WHAT TO DO:
What is wanted is the line holding "Could you please drop a point on the blue-green" and every later line through the end of the entries, set down exactly.

· · · · · · ·

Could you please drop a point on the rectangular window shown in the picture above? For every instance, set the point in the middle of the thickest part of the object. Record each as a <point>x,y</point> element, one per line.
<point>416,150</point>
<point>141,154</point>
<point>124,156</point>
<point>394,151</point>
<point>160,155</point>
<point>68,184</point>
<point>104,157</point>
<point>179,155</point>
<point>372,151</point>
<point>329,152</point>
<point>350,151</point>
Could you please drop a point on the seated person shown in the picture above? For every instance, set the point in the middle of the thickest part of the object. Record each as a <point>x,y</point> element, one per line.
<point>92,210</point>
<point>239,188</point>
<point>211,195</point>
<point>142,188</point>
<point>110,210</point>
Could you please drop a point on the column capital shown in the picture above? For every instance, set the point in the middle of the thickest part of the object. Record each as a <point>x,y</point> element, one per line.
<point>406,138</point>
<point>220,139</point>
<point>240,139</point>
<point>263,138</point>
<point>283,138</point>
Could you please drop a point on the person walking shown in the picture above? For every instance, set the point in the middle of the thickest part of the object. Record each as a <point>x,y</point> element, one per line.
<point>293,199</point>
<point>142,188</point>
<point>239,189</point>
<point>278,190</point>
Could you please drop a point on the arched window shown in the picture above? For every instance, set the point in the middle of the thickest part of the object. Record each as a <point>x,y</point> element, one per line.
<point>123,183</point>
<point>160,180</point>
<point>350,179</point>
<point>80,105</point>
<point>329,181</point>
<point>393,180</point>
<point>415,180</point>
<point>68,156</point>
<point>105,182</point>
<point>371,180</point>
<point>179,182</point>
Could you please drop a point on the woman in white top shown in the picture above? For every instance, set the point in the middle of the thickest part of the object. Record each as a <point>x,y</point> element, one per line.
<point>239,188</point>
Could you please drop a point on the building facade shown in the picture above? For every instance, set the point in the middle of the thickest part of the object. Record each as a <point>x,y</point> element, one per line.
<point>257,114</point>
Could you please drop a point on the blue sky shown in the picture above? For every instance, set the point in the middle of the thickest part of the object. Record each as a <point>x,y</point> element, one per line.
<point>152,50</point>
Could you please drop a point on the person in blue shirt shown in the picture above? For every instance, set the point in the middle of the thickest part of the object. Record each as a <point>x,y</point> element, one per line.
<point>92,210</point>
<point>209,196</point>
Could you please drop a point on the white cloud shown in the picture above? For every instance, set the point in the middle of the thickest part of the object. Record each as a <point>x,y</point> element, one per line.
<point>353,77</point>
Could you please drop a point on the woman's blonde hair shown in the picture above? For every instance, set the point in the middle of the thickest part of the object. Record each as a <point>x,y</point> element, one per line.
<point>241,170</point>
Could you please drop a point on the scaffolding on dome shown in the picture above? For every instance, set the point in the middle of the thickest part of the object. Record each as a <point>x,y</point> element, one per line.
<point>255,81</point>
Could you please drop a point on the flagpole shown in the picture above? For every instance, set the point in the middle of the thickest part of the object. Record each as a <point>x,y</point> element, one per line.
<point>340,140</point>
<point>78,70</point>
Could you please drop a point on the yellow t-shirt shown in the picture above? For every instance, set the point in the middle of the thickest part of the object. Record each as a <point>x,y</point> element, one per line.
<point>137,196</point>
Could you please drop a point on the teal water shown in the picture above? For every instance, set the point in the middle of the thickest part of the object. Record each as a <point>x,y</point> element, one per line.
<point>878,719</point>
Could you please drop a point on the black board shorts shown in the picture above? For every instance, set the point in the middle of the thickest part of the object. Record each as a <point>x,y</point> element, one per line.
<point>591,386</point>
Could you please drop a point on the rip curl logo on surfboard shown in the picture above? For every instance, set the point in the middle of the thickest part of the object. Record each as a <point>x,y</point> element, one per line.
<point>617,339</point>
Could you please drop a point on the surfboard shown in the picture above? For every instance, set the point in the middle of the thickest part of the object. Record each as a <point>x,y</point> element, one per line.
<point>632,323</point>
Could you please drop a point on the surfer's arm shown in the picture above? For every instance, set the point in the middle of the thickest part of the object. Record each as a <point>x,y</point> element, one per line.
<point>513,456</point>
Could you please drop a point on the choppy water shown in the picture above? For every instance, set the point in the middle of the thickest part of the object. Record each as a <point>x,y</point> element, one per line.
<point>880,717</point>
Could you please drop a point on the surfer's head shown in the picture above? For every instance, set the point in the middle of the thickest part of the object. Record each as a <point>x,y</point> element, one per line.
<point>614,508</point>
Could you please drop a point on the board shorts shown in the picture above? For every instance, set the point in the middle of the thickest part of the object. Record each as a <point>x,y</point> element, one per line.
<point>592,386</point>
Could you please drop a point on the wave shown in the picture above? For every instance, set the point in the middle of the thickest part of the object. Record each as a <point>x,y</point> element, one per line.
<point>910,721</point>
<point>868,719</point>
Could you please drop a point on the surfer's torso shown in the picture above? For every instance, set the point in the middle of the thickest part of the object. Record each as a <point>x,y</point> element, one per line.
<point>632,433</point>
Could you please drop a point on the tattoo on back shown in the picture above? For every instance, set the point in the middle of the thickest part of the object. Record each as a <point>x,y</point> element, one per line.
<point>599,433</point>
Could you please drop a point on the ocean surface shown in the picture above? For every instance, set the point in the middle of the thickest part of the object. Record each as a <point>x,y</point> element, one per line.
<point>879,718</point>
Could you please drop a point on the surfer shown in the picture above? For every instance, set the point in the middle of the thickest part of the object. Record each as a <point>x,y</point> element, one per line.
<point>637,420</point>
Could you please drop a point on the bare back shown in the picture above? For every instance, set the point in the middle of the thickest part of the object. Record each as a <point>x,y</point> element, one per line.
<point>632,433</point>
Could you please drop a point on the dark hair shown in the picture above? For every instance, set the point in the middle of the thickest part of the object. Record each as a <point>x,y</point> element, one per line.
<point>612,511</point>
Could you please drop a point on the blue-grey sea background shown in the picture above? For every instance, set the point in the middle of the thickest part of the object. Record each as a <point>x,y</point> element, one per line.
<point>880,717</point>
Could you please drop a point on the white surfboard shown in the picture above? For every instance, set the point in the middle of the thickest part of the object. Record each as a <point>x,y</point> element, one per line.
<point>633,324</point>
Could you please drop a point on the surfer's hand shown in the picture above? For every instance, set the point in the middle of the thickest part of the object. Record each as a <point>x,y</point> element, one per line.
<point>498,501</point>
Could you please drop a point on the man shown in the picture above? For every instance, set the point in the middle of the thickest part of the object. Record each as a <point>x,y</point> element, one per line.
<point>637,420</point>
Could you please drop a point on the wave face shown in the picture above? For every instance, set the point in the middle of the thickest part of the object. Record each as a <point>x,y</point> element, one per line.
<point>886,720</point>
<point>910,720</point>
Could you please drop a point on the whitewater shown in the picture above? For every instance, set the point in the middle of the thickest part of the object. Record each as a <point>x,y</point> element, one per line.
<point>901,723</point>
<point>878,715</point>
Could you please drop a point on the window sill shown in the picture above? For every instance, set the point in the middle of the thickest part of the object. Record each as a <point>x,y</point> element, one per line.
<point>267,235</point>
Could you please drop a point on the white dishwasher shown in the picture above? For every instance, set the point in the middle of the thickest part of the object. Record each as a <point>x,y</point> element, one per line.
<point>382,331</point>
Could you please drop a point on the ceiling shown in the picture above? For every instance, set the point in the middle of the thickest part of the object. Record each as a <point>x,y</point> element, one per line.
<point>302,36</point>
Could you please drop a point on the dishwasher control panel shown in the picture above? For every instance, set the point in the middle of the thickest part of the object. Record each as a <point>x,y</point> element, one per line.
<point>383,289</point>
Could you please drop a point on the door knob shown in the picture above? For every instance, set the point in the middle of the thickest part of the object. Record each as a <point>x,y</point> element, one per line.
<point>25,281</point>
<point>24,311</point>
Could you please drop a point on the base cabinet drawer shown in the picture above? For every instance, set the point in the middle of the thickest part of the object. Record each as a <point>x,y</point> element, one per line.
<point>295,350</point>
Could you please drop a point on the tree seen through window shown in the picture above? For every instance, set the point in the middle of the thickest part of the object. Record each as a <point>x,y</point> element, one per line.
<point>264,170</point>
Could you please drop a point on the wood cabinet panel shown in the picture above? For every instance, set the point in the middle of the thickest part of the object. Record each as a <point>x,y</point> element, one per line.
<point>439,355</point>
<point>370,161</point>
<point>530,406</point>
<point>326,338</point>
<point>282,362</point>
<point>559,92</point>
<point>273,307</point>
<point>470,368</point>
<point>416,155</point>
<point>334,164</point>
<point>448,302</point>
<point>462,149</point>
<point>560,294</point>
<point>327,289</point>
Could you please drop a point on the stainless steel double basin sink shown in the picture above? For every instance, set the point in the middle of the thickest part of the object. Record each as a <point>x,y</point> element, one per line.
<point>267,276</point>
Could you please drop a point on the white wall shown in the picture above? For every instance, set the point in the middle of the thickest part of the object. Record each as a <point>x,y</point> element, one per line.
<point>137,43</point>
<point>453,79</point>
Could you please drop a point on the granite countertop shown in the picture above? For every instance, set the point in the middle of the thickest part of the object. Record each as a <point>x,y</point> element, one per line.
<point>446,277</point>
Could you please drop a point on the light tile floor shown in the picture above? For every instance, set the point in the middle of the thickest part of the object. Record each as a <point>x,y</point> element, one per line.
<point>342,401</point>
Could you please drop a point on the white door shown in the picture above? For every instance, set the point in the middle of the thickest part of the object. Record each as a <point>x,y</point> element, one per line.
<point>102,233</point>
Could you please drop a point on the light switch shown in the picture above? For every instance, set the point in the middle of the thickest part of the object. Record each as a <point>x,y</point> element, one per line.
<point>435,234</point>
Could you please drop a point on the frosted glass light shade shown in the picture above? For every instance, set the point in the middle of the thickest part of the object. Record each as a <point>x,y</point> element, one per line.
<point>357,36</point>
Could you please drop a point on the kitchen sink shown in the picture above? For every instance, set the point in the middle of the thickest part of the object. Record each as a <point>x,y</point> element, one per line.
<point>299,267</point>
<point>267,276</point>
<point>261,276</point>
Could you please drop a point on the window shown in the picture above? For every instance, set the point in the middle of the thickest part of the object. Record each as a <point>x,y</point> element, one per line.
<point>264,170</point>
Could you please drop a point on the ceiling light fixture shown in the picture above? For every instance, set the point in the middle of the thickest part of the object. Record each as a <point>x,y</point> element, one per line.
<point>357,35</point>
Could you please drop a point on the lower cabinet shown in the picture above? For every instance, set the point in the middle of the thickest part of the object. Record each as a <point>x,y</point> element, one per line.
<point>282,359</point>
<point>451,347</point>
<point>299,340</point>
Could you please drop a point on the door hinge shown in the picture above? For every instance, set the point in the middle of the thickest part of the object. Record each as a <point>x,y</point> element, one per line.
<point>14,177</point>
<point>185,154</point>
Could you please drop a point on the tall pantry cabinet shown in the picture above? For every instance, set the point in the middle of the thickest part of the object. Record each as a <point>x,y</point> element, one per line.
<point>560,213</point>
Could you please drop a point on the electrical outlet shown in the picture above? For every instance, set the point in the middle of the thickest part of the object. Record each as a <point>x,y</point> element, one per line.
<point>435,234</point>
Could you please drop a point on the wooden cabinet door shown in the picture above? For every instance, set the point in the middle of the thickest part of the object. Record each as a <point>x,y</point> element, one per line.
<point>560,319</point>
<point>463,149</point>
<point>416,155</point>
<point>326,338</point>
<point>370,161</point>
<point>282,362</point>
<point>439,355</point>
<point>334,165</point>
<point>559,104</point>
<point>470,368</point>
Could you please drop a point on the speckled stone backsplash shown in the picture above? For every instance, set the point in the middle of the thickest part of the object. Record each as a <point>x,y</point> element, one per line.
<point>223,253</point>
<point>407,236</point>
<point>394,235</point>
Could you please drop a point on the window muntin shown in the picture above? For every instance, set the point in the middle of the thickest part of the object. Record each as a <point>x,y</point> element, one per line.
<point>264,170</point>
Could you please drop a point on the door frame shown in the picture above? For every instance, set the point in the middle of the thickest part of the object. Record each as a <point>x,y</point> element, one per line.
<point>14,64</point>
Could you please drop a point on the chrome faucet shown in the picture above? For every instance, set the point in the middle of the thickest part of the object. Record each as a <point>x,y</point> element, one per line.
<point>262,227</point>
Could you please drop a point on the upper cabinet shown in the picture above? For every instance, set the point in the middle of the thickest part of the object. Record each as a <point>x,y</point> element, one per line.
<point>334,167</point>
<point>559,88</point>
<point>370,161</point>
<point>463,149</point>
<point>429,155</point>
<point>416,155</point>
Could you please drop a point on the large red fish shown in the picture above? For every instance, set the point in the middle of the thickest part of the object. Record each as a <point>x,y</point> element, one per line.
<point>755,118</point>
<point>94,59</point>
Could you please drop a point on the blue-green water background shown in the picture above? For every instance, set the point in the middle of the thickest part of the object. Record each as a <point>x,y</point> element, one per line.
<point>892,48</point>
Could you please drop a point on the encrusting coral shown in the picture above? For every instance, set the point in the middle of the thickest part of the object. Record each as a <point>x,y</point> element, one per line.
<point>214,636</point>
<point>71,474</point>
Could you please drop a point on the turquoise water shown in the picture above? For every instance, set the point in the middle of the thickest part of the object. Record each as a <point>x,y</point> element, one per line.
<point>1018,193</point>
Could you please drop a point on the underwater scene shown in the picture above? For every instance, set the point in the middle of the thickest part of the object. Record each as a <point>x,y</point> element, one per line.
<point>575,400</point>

· · · · · · ·

RESULT:
Could you please drop a point on the blue-green water background shown in the picture above? For every instance, set the point in the middle of the thickest part of the object. Record each as a <point>x,y</point> element, one per line.
<point>892,48</point>
Could you please drop a point on the encrusting coral shown in the picture above? For every instance, set the point in the middle of the thickest part of the object. Record each as a <point>x,y</point> element, one per line.
<point>214,636</point>
<point>71,474</point>
Could you please drop a point on the turquoise water shown in the picture above? For every instance, set the point in the middle of the thickest part of the object. Record each as a <point>x,y</point> element, one per line.
<point>1018,193</point>
Could you please drop a point on the underwater scene shown in the picture above? For every instance, set the point in the middle of the thickest part of the object. Record each as a <point>x,y</point> element, one per line.
<point>575,400</point>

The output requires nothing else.